And, sometimes, we need legislation: very often, to defend us against
ourselves (our flawed nature, our procastrination, our inability to understand
the complexity around us).

Some (maybe those who are not so flawed), will consider that a limitation of
their freedom. But they live in this society, and must accept the rules chosen
by the majority. They still have the right of arguing for different laws, and
convince the majority that those rules are against their own interest. Or they
can leave this society and build a country in the middle of the Atlantic (from
scratch, not taking anything from our society with them: you can not have it
both ways!)

The sum of individual forces does not necessarily lead to a system which
optimises the well-being of each individual (tragedy of the commons).

------
J_Darnley
Javascript is hurting the "Internet" (the web really) by encouraging people to
write websites like this. No content is loaded. The links at the top don't
work because the anchors in the page don't exist. I would much rather the EU
outlaw javascript than g+, because that is dying all on its own.

------
arjie
A little off-topic, but I can't help but remark. Rap Genius is now Genius and
provides a service with annotations? I think it looks pretty slick, at least
on a laptop. Definitely adds to the experience since it leads to less
parenthesized text and allows one to provide context without distracting.

EDIT: Yeah, I guess I did deserve the downvote. Still, I haven't seen it
before and found it interesting.

§ **Task list**:
a. In the forum thread, what reason does J_Darnley give for the links at the top not working?
b. Retype a passage of the forum thread word for word, beginning at the words "And, sometimes, we" and stopping after the words "complexity around us).".

§ **Data excerpt**:

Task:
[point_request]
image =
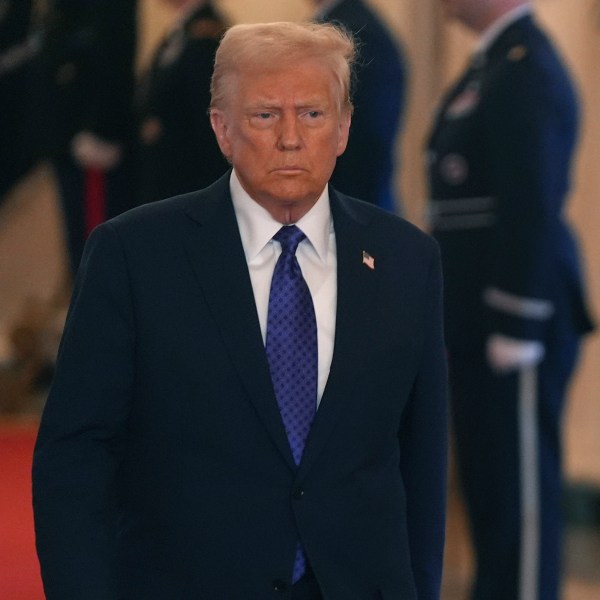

§ **Solutions below**:
a. The anchors in the page don't exist.

b.
And, sometimes, we need legislation: very often, to defend us against
ourselves (our flawed nature, our procastrination, our inability to understand
the complexity around us).